§ **Region pointing data**:
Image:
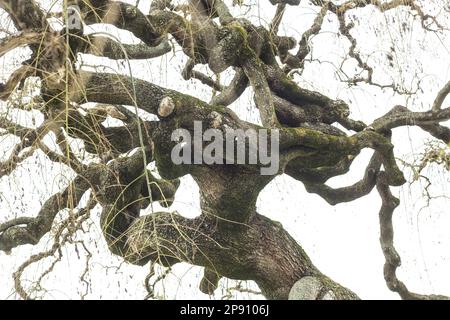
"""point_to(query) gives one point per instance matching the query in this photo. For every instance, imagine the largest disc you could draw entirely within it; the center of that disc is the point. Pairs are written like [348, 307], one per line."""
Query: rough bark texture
[229, 238]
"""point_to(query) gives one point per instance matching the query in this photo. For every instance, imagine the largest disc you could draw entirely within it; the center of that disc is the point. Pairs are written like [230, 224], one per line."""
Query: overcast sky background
[342, 240]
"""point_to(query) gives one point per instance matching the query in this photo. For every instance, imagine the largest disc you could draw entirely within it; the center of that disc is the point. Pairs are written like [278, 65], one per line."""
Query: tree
[317, 138]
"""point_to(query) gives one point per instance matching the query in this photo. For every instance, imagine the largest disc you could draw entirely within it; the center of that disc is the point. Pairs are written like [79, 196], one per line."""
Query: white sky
[343, 240]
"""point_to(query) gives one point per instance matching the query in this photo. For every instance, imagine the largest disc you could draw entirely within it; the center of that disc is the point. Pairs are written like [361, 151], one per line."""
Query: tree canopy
[318, 137]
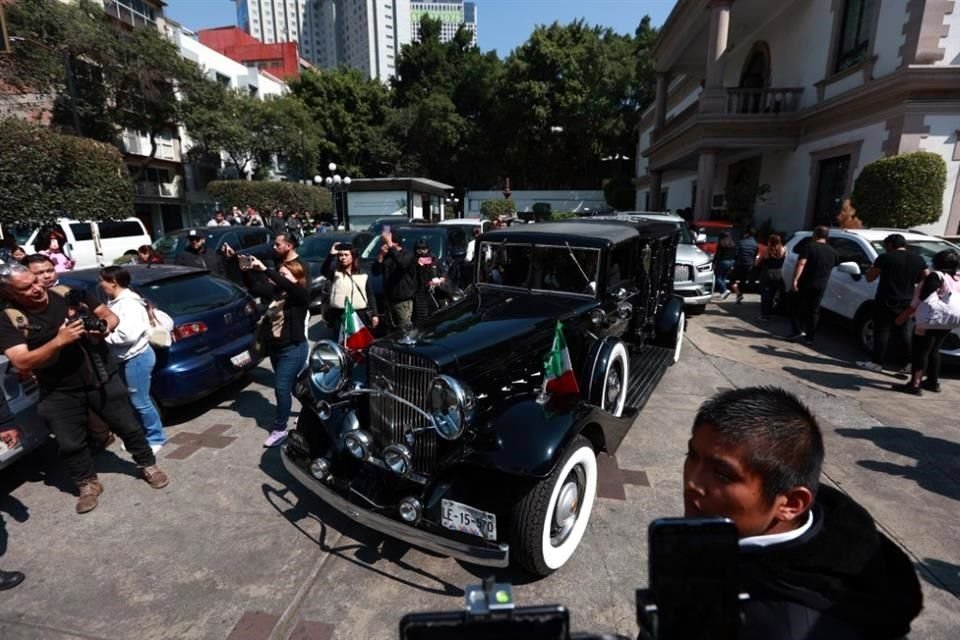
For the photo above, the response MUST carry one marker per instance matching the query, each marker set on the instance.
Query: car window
(850, 251)
(191, 293)
(117, 229)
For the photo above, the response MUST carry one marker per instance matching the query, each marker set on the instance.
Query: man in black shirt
(40, 332)
(899, 271)
(810, 277)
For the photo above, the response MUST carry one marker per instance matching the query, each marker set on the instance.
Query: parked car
(693, 273)
(255, 241)
(91, 244)
(848, 293)
(443, 436)
(213, 335)
(18, 410)
(314, 252)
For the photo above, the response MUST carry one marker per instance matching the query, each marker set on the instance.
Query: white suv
(848, 293)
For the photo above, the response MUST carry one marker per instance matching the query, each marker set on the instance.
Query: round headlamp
(398, 458)
(328, 366)
(451, 407)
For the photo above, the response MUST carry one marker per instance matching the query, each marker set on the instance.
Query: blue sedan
(213, 335)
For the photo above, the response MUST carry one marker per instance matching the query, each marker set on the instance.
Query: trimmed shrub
(45, 175)
(268, 196)
(902, 191)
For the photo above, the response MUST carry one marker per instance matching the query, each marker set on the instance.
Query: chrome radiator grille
(408, 376)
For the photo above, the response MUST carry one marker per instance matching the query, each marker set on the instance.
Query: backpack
(941, 309)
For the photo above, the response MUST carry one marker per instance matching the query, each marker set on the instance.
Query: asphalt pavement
(235, 549)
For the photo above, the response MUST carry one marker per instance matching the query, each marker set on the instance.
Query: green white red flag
(353, 333)
(558, 372)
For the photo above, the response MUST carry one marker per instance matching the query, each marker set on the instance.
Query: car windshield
(926, 249)
(407, 237)
(193, 293)
(549, 268)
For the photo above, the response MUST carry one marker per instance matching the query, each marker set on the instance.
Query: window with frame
(856, 26)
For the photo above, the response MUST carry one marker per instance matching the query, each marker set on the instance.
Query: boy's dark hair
(35, 258)
(780, 437)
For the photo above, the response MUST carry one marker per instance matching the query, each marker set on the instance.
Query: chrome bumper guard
(474, 554)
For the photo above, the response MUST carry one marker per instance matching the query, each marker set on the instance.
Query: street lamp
(338, 185)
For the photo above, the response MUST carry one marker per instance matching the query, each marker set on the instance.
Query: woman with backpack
(936, 306)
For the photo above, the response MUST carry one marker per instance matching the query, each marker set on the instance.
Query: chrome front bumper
(474, 554)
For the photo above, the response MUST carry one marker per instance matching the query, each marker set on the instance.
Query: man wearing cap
(196, 254)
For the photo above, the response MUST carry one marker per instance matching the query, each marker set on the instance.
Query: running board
(647, 366)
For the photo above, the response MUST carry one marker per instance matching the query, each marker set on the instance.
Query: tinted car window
(122, 229)
(191, 294)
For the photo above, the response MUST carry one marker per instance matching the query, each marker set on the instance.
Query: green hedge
(45, 175)
(267, 196)
(902, 191)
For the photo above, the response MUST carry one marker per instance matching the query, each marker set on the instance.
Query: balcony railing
(150, 189)
(763, 101)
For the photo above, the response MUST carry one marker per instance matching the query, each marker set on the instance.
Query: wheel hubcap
(567, 508)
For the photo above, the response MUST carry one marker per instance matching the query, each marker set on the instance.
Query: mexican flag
(558, 371)
(353, 334)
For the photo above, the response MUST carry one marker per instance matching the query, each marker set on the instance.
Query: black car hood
(490, 327)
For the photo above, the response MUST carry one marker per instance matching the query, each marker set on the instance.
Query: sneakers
(90, 490)
(154, 477)
(275, 438)
(869, 366)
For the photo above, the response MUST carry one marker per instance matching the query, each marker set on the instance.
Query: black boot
(10, 579)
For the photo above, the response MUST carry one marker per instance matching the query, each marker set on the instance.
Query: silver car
(693, 272)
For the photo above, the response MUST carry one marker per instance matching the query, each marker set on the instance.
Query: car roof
(140, 274)
(600, 234)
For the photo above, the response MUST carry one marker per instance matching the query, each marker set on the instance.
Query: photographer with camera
(60, 339)
(810, 558)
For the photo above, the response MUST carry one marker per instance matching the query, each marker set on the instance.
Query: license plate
(241, 359)
(460, 517)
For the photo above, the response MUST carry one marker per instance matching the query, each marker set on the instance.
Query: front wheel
(550, 520)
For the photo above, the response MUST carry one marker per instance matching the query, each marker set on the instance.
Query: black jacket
(209, 260)
(841, 580)
(399, 277)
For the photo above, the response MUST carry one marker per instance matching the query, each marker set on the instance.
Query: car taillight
(188, 330)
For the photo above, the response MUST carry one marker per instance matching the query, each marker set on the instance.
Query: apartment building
(797, 96)
(451, 15)
(361, 34)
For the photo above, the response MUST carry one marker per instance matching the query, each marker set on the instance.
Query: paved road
(233, 549)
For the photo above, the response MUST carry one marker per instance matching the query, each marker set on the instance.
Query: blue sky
(504, 24)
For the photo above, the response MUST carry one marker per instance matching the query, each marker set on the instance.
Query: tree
(902, 191)
(45, 175)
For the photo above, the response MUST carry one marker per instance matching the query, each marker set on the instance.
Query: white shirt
(130, 337)
(778, 538)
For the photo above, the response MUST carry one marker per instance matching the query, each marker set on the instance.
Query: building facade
(361, 34)
(451, 15)
(778, 109)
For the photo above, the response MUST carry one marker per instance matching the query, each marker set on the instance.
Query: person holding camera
(285, 324)
(60, 339)
(810, 558)
(130, 344)
(348, 281)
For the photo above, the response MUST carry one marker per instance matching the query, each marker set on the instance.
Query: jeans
(287, 363)
(720, 273)
(136, 374)
(67, 413)
(885, 328)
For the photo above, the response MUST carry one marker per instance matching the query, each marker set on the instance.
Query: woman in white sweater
(129, 342)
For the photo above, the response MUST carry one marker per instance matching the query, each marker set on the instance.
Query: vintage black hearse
(442, 435)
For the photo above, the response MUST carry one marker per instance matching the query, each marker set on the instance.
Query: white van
(94, 244)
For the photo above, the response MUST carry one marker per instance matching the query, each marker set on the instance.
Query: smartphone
(693, 578)
(526, 623)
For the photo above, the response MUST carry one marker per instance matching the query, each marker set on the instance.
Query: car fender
(527, 438)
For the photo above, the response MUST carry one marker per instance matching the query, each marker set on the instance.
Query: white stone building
(452, 14)
(361, 34)
(798, 95)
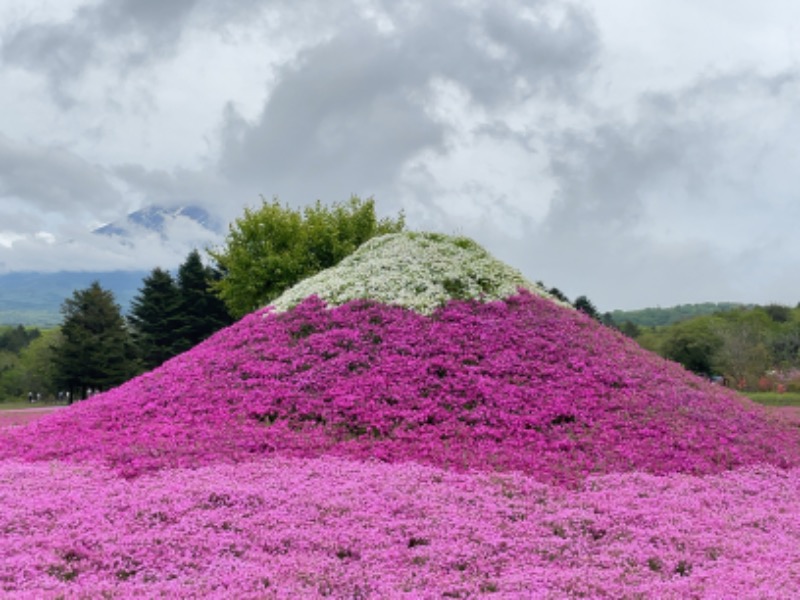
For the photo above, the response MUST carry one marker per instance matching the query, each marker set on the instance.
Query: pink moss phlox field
(332, 527)
(521, 384)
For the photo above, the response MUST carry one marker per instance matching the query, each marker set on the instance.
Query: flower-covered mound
(517, 385)
(313, 528)
(420, 271)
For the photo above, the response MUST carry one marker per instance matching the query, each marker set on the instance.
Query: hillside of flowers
(520, 384)
(470, 447)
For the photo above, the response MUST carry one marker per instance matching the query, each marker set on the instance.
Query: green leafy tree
(154, 318)
(743, 356)
(200, 312)
(270, 249)
(694, 344)
(36, 371)
(14, 339)
(96, 350)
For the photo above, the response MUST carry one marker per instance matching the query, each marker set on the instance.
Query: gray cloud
(53, 179)
(349, 113)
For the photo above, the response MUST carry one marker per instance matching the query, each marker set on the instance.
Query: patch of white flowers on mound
(419, 271)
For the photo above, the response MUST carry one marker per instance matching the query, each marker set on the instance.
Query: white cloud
(636, 151)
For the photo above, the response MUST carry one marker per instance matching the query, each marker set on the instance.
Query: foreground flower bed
(517, 385)
(289, 528)
(415, 448)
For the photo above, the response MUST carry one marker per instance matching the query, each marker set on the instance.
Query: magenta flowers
(515, 448)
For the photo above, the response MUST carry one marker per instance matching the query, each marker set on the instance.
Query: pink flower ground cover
(329, 527)
(517, 385)
(515, 449)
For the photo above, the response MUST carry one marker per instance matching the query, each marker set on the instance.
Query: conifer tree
(96, 351)
(201, 313)
(155, 317)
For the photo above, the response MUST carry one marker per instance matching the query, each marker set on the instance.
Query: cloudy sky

§ **GOAL OF THE EXERCISE**: Show the lines of the records that include the string "largest".

§ **SOLUTION FOR THIS EXERCISE**:
"""point_to(query) gives one point per instance matching the query in this photo. For every instance, imagine the largest disc you could draw entirely within it; the center of that disc is the point. Pairs are written like [348, 307], one per line."""
"""point_to(query) gives one point per instance matching the query in this photo. For every instance, imagine the largest disc you could draw entirely within it; the center of that disc is the point. Pairs are written like [230, 224], one per line."""
"""point_to(query) gives one point per instance matching the query in this photo. For every instance, imagine the largest disc you could draw entirely within it; the center of that disc is the point. Pairs are written like [278, 65], one per line."""
"""point_to(query) gives one point per instance matching the query in this photo. For every instance, imagine the largest disc you could draw entirely within it; the center of that disc is the point. Pairs are written like [79, 196], one per line."""
"""point_to(query) gives one point per instance matching the query in this photo. For every instance, imagine the largest disc you could draw entirely within it; the center of that disc is the point. Pairs are written like [361, 151], one per line."""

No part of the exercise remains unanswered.